**Source records:**
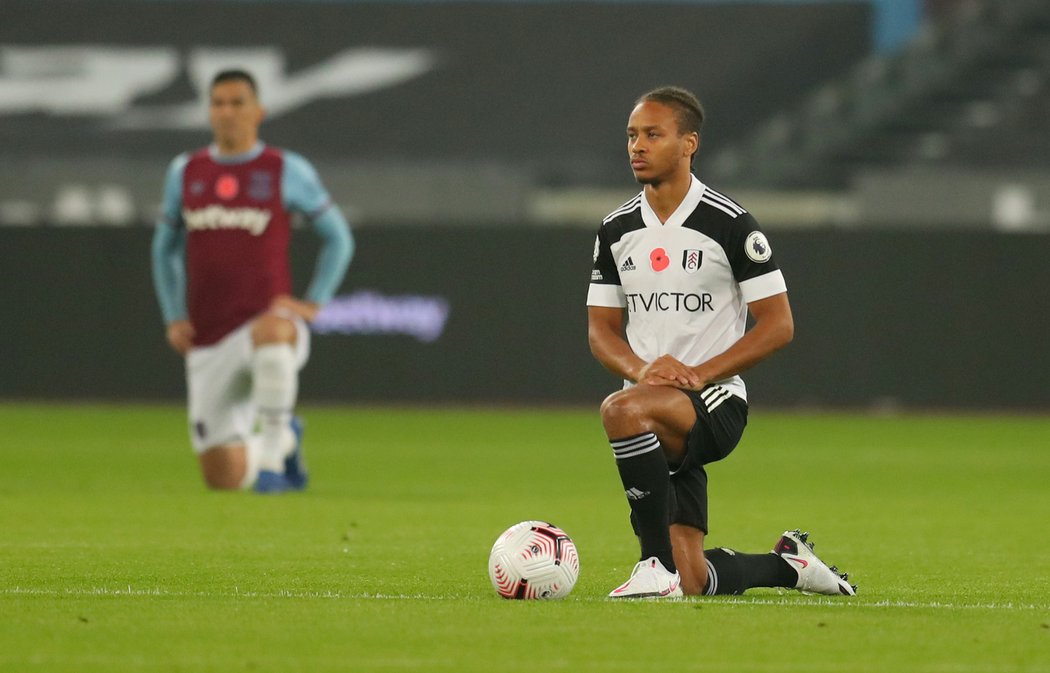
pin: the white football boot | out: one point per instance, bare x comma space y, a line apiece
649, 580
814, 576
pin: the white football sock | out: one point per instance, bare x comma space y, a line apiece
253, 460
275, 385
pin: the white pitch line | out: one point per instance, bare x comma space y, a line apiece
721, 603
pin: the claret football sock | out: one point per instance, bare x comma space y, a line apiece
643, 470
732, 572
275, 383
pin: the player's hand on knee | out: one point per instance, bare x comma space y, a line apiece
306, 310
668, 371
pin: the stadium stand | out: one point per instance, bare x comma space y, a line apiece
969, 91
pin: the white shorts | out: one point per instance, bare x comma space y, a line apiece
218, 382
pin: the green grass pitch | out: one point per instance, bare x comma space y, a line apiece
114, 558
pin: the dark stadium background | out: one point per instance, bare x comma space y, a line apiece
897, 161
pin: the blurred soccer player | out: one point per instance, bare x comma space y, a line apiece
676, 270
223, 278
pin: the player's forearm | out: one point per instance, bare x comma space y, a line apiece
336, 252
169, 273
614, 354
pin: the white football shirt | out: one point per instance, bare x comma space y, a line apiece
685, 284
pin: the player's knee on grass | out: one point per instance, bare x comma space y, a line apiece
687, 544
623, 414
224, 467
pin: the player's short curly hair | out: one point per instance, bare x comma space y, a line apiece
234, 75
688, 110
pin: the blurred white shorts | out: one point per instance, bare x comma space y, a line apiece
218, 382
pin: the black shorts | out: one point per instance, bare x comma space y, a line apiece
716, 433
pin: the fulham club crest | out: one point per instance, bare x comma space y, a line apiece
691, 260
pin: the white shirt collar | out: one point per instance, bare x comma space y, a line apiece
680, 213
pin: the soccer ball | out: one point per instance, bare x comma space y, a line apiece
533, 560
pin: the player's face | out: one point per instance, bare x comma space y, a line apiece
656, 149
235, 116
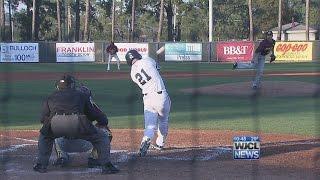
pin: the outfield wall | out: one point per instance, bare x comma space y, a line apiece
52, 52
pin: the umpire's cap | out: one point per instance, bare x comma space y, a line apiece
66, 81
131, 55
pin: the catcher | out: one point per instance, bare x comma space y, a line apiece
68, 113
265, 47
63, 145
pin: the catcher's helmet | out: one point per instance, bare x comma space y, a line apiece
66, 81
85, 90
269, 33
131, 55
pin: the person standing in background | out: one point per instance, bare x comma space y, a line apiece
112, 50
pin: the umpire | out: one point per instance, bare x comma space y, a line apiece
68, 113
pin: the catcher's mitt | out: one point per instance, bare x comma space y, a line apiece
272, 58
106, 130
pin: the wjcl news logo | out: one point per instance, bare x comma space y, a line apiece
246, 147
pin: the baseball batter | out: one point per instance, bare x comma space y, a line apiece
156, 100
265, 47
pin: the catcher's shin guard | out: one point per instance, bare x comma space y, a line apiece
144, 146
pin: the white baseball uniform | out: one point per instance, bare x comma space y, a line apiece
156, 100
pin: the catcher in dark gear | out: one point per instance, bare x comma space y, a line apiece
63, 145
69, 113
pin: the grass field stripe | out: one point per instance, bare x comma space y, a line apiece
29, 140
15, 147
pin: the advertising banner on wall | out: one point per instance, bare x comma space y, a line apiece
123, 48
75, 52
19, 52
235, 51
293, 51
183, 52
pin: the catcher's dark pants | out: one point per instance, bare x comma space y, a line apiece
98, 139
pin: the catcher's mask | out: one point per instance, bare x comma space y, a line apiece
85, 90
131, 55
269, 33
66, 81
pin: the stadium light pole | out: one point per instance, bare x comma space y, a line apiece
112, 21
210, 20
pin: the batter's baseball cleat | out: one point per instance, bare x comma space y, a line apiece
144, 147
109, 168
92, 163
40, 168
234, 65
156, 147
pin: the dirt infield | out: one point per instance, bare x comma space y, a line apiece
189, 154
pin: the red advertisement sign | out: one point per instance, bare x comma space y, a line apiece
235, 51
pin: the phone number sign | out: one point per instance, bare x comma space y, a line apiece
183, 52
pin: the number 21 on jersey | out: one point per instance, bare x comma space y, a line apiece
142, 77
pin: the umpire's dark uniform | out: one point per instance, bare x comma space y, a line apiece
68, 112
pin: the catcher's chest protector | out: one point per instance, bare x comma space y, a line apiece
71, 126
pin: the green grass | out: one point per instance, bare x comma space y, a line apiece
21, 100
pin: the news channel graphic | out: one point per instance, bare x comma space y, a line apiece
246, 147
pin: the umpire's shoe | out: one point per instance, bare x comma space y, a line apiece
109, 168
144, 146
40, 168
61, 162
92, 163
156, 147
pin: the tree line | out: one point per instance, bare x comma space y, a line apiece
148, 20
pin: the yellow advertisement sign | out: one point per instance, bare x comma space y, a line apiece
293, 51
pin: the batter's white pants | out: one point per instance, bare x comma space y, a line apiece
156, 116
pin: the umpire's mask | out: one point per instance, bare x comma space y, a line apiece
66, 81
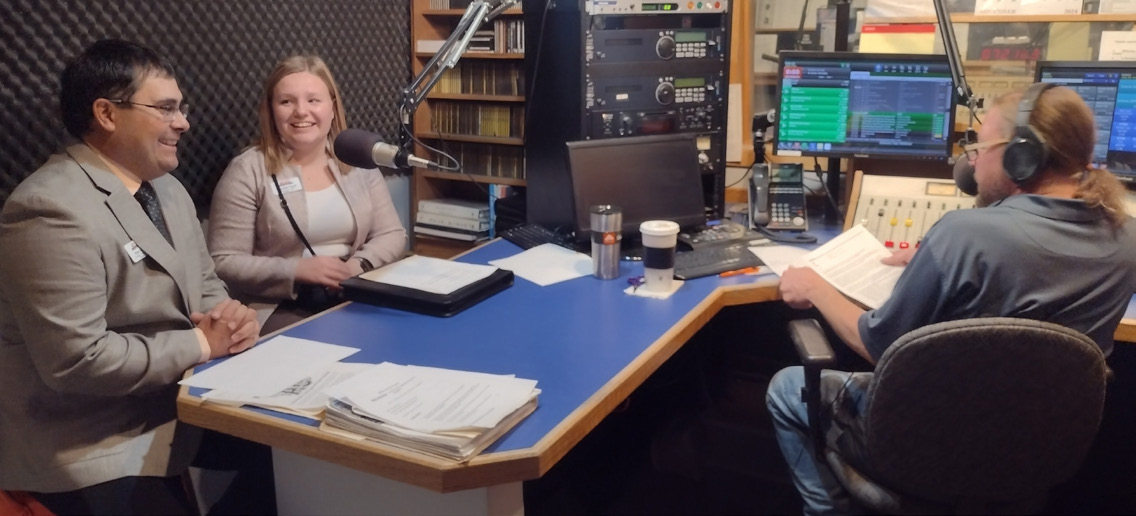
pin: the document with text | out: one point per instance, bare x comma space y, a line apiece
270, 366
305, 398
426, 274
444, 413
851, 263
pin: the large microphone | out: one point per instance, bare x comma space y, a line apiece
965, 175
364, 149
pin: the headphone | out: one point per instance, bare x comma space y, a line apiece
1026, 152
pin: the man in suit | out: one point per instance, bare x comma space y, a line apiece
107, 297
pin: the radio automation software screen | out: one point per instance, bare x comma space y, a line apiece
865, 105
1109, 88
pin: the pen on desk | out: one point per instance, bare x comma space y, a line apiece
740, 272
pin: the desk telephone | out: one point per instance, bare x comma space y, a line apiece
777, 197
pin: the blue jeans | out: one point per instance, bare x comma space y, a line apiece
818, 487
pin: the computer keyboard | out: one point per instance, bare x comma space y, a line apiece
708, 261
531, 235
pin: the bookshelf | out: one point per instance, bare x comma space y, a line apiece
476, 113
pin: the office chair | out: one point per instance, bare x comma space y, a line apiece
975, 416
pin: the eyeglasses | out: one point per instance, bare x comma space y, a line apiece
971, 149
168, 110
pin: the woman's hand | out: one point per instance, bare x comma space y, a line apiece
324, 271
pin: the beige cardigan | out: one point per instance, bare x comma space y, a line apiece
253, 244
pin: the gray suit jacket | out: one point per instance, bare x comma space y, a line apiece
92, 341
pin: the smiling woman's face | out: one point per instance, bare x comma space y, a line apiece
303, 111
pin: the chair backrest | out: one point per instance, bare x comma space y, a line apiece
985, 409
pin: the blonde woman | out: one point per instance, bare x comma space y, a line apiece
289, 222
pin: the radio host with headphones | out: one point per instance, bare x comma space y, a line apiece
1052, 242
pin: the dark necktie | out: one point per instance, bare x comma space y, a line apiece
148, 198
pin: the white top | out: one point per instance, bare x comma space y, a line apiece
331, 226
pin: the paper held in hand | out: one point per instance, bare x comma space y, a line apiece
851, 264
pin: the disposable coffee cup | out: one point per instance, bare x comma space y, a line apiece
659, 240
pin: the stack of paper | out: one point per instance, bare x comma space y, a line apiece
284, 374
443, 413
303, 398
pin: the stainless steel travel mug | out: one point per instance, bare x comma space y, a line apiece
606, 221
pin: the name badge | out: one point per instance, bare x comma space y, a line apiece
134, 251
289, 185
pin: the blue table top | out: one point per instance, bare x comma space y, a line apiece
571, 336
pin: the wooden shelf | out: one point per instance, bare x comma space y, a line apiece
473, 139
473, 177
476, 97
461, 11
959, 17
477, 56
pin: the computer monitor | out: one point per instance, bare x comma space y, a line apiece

**Aim of the exercise:**
Every line of the material should be repeated precisely; pictures are to be excluded.

**Answer to the problem:**
pin: the white football boot | out: one point per instance, bare x comma space y, a line apiece
649, 580
814, 576
pin: the white football sock | out: one point per instance, bare x comma space y, a line apiece
253, 460
275, 385
pin: the white pitch line | out: one point per instance, bare x comma space y, a line apiece
721, 603
pin: the claret football sock | out: one point per instance, bare x comma space y, a line apiece
643, 470
732, 572
275, 383
pin: the player's hand on knee | out: one point per instance, bare x comma space y, a line apiece
306, 310
668, 371
pin: the stadium stand | out: one point per instance, bare x comma space y, a line apiece
969, 91
pin: the white shorts | out: one point per instance, bare x comma space y, a line apiece
218, 382
pin: the green grass pitch | out: one point per instance, bare x comma space y, a line apiece
114, 558
pin: the dark stadium background | out: one point per instance, bare x comma space y, a line apiece
897, 161
pin: the blurred soccer player | out: one point per instance, bare x comma space y, a line apiece
676, 270
223, 278
pin: the player's forearm | out: one point per instance, bare x comma space y, a line apiece
336, 252
169, 273
614, 354
pin: the white football shirt | out: one point per instance, bare x comma space y, a line apiece
685, 284
pin: the player's knee on grass | out: one point per instance, bare x comma space y, a line apiece
687, 544
623, 414
224, 467
pin: the player's short curly hair | out: one point per instance, bare x comma space y, a line apiece
234, 75
688, 110
pin: the blurred white shorts | out: one point per instance, bare x comma space y, a line apiece
218, 382
pin: the black shorts | out: one point per instance, bare x comma space y, a line apiece
716, 433
pin: the fulham club crest | out: one point per instance, bare x comma space y, a line apiece
691, 260
pin: the white shirt collar | out: one point per instance, bare x comma space y, a line apiece
680, 213
pin: the soccer ball | out: one point per instance, bare x comma space y, a line apiece
533, 560
pin: the player's face | out: one point per instance, bare x comma space y, a line apiece
656, 149
235, 116
pin: the outfield wall | out: one point per instance, bare x comma space y, a line apiece
52, 52
pin: the umpire's cap | out: one point per instance, bare x comma space y, a line apiece
66, 81
131, 55
pin: the catcher | out: one point per instance, bare x comma space y, a line apiece
68, 113
265, 47
63, 145
pin: the catcher's helmet | out: one point per instance, bare x comma space y, a line apiece
66, 81
85, 90
269, 33
131, 55
pin: the person standing in background | out: one point per instance, bare x comma space y, a line apiece
112, 50
pin: the umpire | out: one point per instance, bare x comma space y, a line apiece
68, 113
pin: the catcher's mitt | out: one point per instance, bare x comma space y, a line apiece
272, 58
106, 130
pin: the wjcl news logo | out: one point per instance, bare x comma space y, a line apiece
246, 147
pin: the baseball batter | out: one point per instance, bare x comma space y, a line apiece
156, 100
265, 47
pin: the catcher's shin guard | out: one point per instance, bare x comma space y, a line apiece
144, 146
pin: the white baseball uniform | out: one point per instance, bare x comma space y, a line apiece
156, 100
pin: the catcher in dark gear | out: one point per instance, bare x comma space y, a line apiece
63, 145
69, 113
pin: the grass field stripe | out: one point per instance, bare x comma space y, a line apiece
29, 140
15, 147
pin: the advertising banner on wall | out: one point per instance, bare x comma space y, a line apiece
123, 48
75, 52
19, 52
235, 51
293, 51
183, 52
pin: the catcher's dark pants | out: one point per instance, bare x comma space y, a line apiece
98, 139
pin: the catcher's mask | out: one point per instance, bare x comma space y, a line apiece
85, 90
131, 55
269, 33
66, 81
pin: the stadium light pole | out: one point per instance, bare x comma space y, a line apiece
112, 21
210, 20
pin: the batter's baseball cleat | out: one point per instance, bare x comma space y, a line apiece
144, 147
109, 168
92, 163
40, 168
234, 65
156, 147
pin: the dirt infield | out: one point per instance, bare x comma space y, a line apiece
189, 154
pin: the red advertisement sign | out: one point per instance, bare x comma space y, a line apiece
235, 51
pin: the phone number sign | out: one point per instance, bare x comma space y, a line apiece
183, 52
pin: the number 21 on jersey | out: one point per instance, bare x comma space y, a line apiece
142, 77
pin: the umpire's dark uniform | out: one point per instance, bare x comma space y, a line apiece
68, 112
pin: the catcher's chest protector | out: one point per instance, bare x comma space y, a line apiece
71, 126
pin: the green grass | out: one point per instance, bare x comma space y, a line apiece
21, 100
pin: the news channel graphic | out: one point per instance, bare x comma space y, a line apiece
246, 147
pin: the umpire's shoe | out: one point per instance, bare x comma space y, a line apiece
109, 168
144, 146
40, 168
61, 162
92, 163
156, 147
pin: the tree line | out: one point per instance, bare x comma space y, a line apiece
148, 20
pin: the yellow advertisement sign | out: one point per instance, bare x comma space y, a line apiece
293, 51
pin: the batter's white pants | out: one point per instance, bare x comma space y, a line apiece
156, 116
pin: the umpire's mask | out: one point per instance, bare x comma space y, a line apiece
66, 81
pin: the document with text | out: one point per instance, bare x comma space y, a line apiece
270, 366
305, 398
426, 274
444, 413
851, 263
pin: the large microphone | out: one point per instance, bare x comma space y, a line apiece
965, 175
364, 149
pin: the headphone | out: one point per instance, bare x comma space y, a line apiece
1026, 152
pin: the man in suit | out: one point per instance, bare x comma space y, a line apiece
107, 297
pin: the radio automation software screen | out: one point per instance, bare x comma space y, a line apiece
865, 105
1109, 88
pin: the pen on desk | out: one point per instance, bare x comma space y, a line apiece
740, 272
pin: the desk telephone | out: one point per instance, bare x comma space y, a line apiece
777, 197
pin: the blue jeans | out: one point per instance, bare x comma space y, a line apiece
818, 487
pin: the computer keyboard | out: one point per instance, bare x comma space y, a line apiece
708, 261
531, 235
pin: the bookshelf | out: one point per instance, bare x comma space y, a line apiece
476, 113
pin: the office chair | out: one point per instance, bare x comma space y, a line apiece
975, 416
pin: the eyeglasses | out: one point per instance, bare x comma space y, a line apiece
971, 149
168, 110
pin: the woman's hand | out: one point per instance, bare x comma space y, a line apiece
324, 271
pin: the beige cardigan | out: one point per instance, bare x comma space y, a line apiece
253, 244
pin: the gray suit jacket | out: one point per instance, bare x comma space y, a line apiece
92, 341
pin: the smiling woman's face | out: one point per instance, bare x comma space y, a line apiece
303, 111
pin: the chair backrest | out: one point per instance, bare x comma space y, a line apiece
985, 409
pin: the blonde woman | out: one point per instance, bare x comma space y, a line apiece
289, 222
pin: the radio host with headphones | out: one point per instance, bare x comma space y, a line apiece
1052, 242
pin: the dark necktie | out: one point per instance, bare x comma space y, a line apiece
148, 198
pin: the white top | out: one point per instance, bare x comma space y, a line apiece
331, 226
pin: the paper held in hand | out: one point per instance, bare x comma space y, a line apiece
851, 264
pin: the disposable coffee cup | out: one point per instance, bare x comma space y, a line apiece
659, 240
pin: the stack of paper | out: one point per instance, bare x comma space y, a line apiece
284, 374
443, 413
303, 398
pin: the stainless steel travel mug | out: one point per instance, bare x comma space y, a line apiece
606, 221
pin: the name badge | out: one point per instance, bare x comma space y, a line apiece
134, 251
289, 185
pin: the blue table top | out: one point per instance, bare x comma space y, a line apiece
571, 336
pin: the wooden shelf | out: one point per instance, bare x comma space y, a line apiece
473, 139
473, 177
476, 97
461, 11
959, 17
477, 56
pin: the computer monitor | out: one point per instance, bare x comma space y, a line apiece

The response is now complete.